REQUIRED ACTION:
Please write out, word for word, the portion of the EMR post that starts at the words "The years will" and stops after "so closely guards.".

PASSAGE TO READ:
>>>>

Eventually the EMR will develop its own personality, form bonds with its users, bring joy to many for the clinical outcomes it improves, and hopefully not cause too many tears of frustration along the way. Hopefully it will gossip with its peers at other hospitals, and even aspire to interoperate in the same circles as its distant cousin – health information exchange. You can bet that it will end up costing more money than you had anticipated – upgrades, add-ons, etc.

The years will go by – 2014 and 2016 will be here before you know it. Hopefully, the EMR that caused so much joy when it was first brought into this world shiny, new and virus-free will still bring a smile to the face of its users, and better care to the patients whose information it so closely guards.

About the author

Jennifer Dennard

As Social Marketing Director at Billian, Jennifer Dennard is responsible for the continuing development and implementation of the company's social media strategies for Billian's HealthDATA and Porter Research. She is a regular contributor to a number of healthcare blogs and currently manages social marketing channels for the Health IT Leadership Summit and Technology Association of Georgia’s Health Society. You can find her on Twitter @JennDennard.

8 Comments

  • Ahhh- but John, you’ve never compared EHR/MU to Death! The current Federal Government involvement in HIT is to providers more like the 5 steps of death and dying:

    1) Denial and isolation: “This is not happening to me.”
    2) Anger: “How dare Obama do this to me! What a jerk!”
    3) Bargaining: “Please Obama- just let me continue to survive under Medicare.”
    4) Depression: “I can’t bear to face going through this, I’m meaningfully depressed.”
    5) Acceptance: “I’m ready to empty my pockets, go into debt, and possibly buy an expensive EHR or just retire… I don’t know. All I know is that I don’t want to struggle anymore.”

    I, for example, am perpetually stuck in step 2. I continue to buck the system whenever I can. I’ve actually quit doing hematology/oncology and streamlined my [now] internal medicine practice to survive in these tumulous waters. Result: as more than 60% of the offices next to Virginia Hospital Center [my admitting hospital] have closed and been bought out by the hospital, I’m part of the less-than-40% that have survived. My income for 2011 will most likely show a doubling of my personal gross income.

    As I’ve become a “nonpar” Medicare provider, I initially lost many Medicare patients, but I’ve gained what I want now- cash paying and younger PPO/HMO patients to fill in the empty slots. Many Medicare patients now have come back too, because I give them attention and the best care that I can offer. They pay me up-front using the “nonpar” Medicare contractual scale. THEY end up paying the current (s.a. eRx) and future penalties that Medicare will shell out, which is what always happens when big government taxes businesses- the clients end up paying the bill.

<<<<

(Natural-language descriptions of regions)

>>>>

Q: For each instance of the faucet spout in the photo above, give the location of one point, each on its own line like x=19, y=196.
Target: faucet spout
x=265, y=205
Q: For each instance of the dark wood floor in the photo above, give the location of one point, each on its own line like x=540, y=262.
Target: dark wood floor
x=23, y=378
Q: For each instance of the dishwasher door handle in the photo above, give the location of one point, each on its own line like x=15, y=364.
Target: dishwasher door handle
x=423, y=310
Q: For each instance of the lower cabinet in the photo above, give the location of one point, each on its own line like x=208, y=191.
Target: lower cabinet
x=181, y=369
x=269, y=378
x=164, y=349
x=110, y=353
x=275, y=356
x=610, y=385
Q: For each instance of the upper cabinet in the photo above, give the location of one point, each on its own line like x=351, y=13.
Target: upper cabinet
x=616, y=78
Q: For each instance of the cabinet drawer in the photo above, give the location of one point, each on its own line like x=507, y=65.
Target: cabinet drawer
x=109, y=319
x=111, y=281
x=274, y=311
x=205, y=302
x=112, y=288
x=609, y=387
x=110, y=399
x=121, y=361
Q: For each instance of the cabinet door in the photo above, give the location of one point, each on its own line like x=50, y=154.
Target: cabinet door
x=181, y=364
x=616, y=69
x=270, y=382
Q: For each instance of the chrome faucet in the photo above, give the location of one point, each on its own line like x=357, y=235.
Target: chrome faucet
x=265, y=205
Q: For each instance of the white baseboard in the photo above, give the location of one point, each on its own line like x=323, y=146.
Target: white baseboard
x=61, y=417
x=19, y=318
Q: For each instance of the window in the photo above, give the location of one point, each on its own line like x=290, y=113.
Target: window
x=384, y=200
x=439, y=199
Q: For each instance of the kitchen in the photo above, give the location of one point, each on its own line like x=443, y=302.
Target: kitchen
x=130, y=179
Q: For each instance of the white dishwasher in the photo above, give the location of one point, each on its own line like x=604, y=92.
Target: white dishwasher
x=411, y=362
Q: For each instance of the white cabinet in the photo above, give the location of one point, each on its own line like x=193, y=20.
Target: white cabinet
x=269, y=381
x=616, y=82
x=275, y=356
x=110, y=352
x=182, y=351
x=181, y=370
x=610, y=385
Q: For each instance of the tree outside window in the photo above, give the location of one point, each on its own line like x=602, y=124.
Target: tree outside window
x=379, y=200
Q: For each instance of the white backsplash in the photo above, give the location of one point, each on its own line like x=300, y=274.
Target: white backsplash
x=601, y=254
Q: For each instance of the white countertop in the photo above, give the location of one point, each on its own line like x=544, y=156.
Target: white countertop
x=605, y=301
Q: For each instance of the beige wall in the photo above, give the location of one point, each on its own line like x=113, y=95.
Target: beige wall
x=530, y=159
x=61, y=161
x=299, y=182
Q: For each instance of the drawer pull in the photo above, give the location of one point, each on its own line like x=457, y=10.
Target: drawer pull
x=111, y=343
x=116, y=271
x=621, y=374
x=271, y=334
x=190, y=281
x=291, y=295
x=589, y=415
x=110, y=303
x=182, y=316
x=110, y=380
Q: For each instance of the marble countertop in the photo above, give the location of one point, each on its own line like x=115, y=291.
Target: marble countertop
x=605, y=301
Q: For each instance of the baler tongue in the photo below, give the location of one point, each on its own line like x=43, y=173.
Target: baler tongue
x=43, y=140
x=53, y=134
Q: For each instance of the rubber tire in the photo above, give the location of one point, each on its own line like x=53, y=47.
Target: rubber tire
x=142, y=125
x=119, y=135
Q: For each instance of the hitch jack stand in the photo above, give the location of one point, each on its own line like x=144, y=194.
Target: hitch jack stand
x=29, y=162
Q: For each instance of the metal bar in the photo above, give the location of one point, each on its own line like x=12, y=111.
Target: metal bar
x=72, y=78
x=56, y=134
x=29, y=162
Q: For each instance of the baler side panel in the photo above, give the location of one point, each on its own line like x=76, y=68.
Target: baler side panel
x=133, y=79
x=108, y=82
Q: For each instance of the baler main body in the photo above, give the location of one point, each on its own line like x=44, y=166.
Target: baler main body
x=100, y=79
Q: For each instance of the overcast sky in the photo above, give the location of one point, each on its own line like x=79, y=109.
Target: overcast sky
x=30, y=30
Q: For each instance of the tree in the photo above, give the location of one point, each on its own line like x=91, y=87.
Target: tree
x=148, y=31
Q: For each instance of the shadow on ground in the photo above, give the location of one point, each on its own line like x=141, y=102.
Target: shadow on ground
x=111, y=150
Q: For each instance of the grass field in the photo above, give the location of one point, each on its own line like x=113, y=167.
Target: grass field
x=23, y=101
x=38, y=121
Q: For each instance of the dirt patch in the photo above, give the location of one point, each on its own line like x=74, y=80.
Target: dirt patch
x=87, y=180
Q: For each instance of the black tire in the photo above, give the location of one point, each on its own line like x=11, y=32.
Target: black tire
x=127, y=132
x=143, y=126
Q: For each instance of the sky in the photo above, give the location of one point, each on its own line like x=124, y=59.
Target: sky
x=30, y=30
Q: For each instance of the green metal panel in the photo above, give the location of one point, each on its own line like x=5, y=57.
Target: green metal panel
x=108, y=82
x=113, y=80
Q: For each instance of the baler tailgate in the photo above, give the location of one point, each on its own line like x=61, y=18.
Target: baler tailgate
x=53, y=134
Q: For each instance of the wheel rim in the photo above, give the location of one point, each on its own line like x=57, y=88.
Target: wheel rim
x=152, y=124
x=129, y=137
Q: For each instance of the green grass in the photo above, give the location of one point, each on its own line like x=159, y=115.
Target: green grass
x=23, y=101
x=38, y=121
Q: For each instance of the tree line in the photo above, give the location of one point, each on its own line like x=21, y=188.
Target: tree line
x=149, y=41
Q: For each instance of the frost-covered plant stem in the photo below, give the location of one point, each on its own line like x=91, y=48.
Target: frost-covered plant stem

<<<<

RESULT:
The years will go by – 2014 and 2016 will be here before you know it. Hopefully, the EMR that caused so much joy when it was first brought into this world shiny, new and virus-free will still bring a smile to the face of its users, and better care to the patients whose information it so closely guards.